Adversarial Review Findings

Round 1

  1. HIGH (fixed): Link.from_json query string stripping — signed URLs (?X-Amz-Signature=...) corrupted _path/_filename causing is_wheel=False. Fixed by finding earliest of ? or # to delimit path end.
  2. HIGH (fixed): _build_distribution_cache dict comprehension kept last-seen instead of first-seen for duplicate names. Fixed with setdefault.
  3. MEDIUM (safe): factory.py same-version installed candidate reuse. Investigated — FoundCandidates.iter filters by incompatible_ids, and the original code already skips remote candidates for installed versions via versions_found set. No behavior change.

Round 2

  1. HIGH (fixed): JSON sdist extensions — _evaluate_json_page only checked .tar.gz/.zip/.tar.bz2, missing .tgz/.tar/.tbz/.tar.xz etc. Fixed by adding all SUPPORTED_EXTENSIONS.
  2. HIGH (fixed): JSON wheel fast path accepted malformed wheel names. Fixed by validating via parse_wheel_filename() (lru_cached).
  3. MEDIUM (fixed): HTML pages lost _sort_links() dedup/precedence. Restored evaluate_links() call.
  4. MEDIUM (fixed): datetime.fromisoformat() fails on Python 3.9/3.10 with trailing 'Z'. Replaced with parse_iso_datetime().

Round 3

  1. HIGH (fixed): Link.from_json derived _filename from URL path, not JSON filename field. Fixed to prefer file_data["filename"].
  2. MEDIUM (fixed): _log_skipped_link had early return on non-DEBUG that prevented requires-python skip bookkeeping. Fixed to always record. JSON path also records skip reasons in dedicated set.

Round 4

  1. HIGH (fixed): Reverted factory.py installed-candidate reuse — conflated installed and index artifacts for the same version, blocking resolver backtracking.
  2. HIGH (fixed): Link.from_json crashes on authority-only URLs (no path). Changed url.index to url.find with fallback.
  3. MEDIUM (dismissed): Missing filename fallback in JSON path — PEP 691 requires filename field. Non-conformant indexes fall back to standard parse_links path.

* [RECORDED DATA]:
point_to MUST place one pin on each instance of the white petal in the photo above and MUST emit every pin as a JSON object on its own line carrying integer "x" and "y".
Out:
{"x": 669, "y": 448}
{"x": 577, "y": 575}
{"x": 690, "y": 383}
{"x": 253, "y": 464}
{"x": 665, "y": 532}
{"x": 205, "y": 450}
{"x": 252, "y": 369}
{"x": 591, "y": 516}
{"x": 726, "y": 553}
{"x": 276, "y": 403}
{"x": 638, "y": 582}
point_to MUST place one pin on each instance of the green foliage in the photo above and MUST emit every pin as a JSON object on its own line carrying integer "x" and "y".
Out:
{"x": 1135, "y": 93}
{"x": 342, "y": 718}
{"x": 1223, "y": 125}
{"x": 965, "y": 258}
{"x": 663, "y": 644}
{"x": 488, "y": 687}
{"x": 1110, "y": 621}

* [JOBS]:
(1) Do these statements agree with the review findings? Answer yes or no for each, quoting the words that decide it.
(a) The duplicate-name problem in _build_distribution_cache was fixed with setdefault.
(b) The missing filename fallback in the JSON path was fixed in Round 4.
(c) datetime.fromisoformat() was replaced with parse_iso_datetime().
(2) Reproduce everything in the review findings from "1. HIGH (fixed): Link.from_json derived" down to "in dedicated set.", word for word.
(3) Write the next part of the review findings, picking up after the last entry shown.

* [ANSWERS TO THE EXERCISES]:
(1)
(a) Yes: "Fixed with setdefault."
(b) No: "MEDIUM (dismissed): Missing filename fallback in JSON path"
(c) Yes: "Replaced with parse_iso_datetime()."

(2)
1. HIGH (fixed): Link.from_json derived _filename from URL path, not JSON filename field. Fixed to prefer file_data["filename"].
  2. MEDIUM (fixed): _log_skipped_link had early return on non-DEBUG that prevented requires-python skip bookkeeping. Fixed to always record. JSON path also records skip reasons in dedicated set.

(3)
  4. MEDIUM (fixed): _FastMetadata.get_payload() returned empty string, dropping long descriptions from metadata_dict/pip inspect. Now preserves body text.

Refreshed E2E Benchmarks (Apr 2026, Py 3.15.0a7)

All measured with hyperfine (5-10 runs, 2-3 warmup), HTTP cache warm.

Benchmark Main Optimized Speedup
pip --version 138ms 20ms 7.0x
pip --help 143ms 121ms 1.18x
pip list 162ms 146ms 1.11x
pip freeze 225ms 211ms 1.07x
pip show pip 162ms 148ms 1.09x
pip check 191ms 174ms 1.10x
requests 589ms 516ms 1.14x
flask+django 708ms 599ms 1.18x
flask+django+boto3+requests 1493ms 826ms 1.81x
fastapi[standard] 13325ms 11664ms 1.14x
-r requirements.txt (21 pkgs) 1344ms 740ms 1.82x

Notes:

  • fastapi[standard] installs 42 packages including C extensions (uvloop, pydantic_core) that require sdist building. The 11.7s is dominated by build system overhead, not resolution.
  • The complex resolution benchmark (flask+django+boto3+requests) shows the largest resolution-specific speedup (1.81x) because it exercises the largest JSON pages (botocore 4692 entries, boto3 4020 entries).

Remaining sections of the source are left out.